YOUR INSTRUCTIONS
Will you transcribe the rows verbatim, from the very first line through the line holding "[(1167, 181)]", with both of those lines included?

--- START OF SOURCE MATERIAL ---

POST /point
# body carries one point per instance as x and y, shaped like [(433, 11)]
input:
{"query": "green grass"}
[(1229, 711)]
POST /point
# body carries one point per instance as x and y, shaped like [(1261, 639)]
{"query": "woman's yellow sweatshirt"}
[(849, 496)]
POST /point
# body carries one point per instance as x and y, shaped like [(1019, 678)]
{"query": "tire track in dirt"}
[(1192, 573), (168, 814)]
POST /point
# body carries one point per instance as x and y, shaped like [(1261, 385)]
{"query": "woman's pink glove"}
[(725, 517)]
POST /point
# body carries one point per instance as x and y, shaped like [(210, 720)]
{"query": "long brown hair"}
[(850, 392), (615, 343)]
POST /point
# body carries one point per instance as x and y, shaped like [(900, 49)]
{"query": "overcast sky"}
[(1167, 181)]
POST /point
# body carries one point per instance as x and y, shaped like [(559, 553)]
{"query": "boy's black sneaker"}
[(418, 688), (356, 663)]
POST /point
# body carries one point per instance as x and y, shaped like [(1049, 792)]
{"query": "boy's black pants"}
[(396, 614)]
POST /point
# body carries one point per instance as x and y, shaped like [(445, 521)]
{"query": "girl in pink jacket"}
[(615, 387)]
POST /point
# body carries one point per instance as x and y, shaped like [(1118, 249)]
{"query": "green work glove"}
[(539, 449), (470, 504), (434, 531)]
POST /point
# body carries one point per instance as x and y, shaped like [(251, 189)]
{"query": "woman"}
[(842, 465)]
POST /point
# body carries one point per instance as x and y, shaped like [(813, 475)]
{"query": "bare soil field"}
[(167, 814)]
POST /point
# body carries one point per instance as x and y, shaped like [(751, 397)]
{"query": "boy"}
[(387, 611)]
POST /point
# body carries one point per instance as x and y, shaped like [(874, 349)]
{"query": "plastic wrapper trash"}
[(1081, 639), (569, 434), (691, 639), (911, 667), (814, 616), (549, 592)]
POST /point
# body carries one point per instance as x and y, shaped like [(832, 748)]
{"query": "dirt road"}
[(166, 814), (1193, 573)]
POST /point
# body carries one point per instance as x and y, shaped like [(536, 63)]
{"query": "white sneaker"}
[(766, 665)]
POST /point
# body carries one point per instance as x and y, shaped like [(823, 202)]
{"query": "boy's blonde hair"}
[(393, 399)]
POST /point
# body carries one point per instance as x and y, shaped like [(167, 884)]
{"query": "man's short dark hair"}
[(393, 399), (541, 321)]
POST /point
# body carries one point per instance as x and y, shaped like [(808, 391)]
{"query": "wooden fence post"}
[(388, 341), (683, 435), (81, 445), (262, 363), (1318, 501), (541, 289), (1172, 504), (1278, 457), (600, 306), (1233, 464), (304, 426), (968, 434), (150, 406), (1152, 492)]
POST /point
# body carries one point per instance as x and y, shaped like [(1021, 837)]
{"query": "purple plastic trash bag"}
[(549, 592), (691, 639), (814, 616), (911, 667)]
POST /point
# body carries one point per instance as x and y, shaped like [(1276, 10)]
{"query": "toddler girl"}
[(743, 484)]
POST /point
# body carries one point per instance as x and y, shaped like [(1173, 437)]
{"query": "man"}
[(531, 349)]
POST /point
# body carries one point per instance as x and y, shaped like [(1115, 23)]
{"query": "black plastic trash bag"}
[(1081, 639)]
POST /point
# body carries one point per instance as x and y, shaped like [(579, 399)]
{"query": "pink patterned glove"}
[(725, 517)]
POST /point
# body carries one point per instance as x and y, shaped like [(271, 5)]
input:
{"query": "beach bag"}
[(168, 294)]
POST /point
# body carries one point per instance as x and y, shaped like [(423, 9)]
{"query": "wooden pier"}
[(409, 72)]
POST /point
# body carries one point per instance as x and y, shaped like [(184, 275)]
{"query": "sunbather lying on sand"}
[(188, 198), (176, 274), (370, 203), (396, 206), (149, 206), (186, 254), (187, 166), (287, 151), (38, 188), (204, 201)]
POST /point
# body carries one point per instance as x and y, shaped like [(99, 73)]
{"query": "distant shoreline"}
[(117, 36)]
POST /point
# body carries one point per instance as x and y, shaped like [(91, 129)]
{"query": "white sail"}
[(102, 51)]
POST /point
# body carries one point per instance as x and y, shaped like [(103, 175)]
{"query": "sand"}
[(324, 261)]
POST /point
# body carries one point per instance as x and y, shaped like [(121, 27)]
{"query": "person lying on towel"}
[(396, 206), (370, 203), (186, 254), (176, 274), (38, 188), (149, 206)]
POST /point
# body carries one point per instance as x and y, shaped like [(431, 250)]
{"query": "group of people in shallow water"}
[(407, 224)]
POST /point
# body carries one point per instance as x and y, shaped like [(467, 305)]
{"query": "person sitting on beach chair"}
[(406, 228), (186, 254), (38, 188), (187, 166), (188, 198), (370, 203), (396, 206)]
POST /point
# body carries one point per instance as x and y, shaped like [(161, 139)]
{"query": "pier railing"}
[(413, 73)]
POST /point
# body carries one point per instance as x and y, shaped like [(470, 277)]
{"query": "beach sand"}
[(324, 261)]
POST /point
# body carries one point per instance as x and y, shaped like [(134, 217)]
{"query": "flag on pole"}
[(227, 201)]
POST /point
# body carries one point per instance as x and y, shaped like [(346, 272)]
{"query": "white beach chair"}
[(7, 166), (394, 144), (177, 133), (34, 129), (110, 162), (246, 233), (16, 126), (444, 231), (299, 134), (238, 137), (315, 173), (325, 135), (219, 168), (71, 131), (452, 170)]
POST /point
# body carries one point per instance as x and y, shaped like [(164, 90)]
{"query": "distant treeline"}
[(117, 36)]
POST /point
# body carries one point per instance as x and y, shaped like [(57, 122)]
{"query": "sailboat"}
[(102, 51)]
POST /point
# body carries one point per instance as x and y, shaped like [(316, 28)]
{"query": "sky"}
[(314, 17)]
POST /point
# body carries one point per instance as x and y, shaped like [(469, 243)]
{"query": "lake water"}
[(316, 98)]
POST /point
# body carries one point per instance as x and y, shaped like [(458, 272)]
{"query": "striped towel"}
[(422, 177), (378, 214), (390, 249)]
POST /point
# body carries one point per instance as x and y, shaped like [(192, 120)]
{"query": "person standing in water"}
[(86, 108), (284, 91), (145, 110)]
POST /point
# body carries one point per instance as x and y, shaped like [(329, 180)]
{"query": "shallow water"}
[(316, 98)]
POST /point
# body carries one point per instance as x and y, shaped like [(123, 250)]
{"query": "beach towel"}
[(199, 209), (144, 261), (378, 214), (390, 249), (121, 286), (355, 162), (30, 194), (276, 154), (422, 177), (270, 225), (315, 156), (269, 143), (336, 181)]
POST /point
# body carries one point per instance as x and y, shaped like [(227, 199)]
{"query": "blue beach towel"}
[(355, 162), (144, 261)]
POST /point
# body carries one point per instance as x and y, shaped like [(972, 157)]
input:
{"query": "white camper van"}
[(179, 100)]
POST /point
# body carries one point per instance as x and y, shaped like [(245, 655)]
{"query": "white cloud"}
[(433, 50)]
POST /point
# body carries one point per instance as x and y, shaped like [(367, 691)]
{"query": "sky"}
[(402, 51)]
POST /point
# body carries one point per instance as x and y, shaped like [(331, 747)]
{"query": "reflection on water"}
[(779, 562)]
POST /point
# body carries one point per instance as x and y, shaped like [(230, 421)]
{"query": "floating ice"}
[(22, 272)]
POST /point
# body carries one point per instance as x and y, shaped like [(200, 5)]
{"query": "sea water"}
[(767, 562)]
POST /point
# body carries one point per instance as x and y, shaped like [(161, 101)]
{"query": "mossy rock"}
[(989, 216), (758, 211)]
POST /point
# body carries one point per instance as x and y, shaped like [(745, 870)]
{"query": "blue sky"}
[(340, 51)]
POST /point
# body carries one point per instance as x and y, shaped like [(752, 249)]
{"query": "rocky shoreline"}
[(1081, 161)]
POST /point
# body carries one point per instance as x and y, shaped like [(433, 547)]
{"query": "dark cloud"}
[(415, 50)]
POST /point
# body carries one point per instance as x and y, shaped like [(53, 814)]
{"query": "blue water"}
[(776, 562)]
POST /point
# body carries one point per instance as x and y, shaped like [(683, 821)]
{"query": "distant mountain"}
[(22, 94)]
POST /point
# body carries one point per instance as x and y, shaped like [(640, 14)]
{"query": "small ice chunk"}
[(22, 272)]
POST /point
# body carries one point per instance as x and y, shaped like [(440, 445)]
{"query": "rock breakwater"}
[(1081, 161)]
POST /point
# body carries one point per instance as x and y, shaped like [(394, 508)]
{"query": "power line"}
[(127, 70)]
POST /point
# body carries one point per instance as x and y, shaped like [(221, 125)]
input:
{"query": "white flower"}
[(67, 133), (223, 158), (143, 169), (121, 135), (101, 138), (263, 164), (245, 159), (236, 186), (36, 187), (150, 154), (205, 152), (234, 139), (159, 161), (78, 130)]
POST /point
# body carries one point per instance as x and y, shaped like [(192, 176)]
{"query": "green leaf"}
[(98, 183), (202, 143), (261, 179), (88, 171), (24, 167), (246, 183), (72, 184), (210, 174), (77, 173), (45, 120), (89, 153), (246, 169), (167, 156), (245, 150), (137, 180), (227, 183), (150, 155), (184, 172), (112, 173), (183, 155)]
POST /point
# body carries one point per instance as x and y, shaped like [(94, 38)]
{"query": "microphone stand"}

--- END OF SOURCE MATERIAL ---

TASK OUTPUT
POST /point
# body carries one point per instance as x and y, shaped like [(433, 11)]
input:
{"query": "green grass"}
[(1229, 711)]
POST /point
# body carries one point per instance as x and y, shaped like [(1261, 639)]
{"query": "woman's yellow sweatshirt"}
[(849, 496)]
POST /point
# body carries one point per instance as x and y, shaped like [(1019, 678)]
{"query": "tire track in dirt"}
[(1192, 573), (168, 814)]
POST /point
# body carries one point per instance as x and y, shaped like [(1261, 385)]
{"query": "woman's pink glove"}
[(725, 517)]
POST /point
# body carries one point per instance as x and y, shaped like [(210, 720)]
{"query": "long brown hair"}
[(850, 392), (615, 343)]
POST /point
# body carries one point per instance as x and y, shaped like [(900, 49)]
{"query": "overcast sky"}
[(1167, 181)]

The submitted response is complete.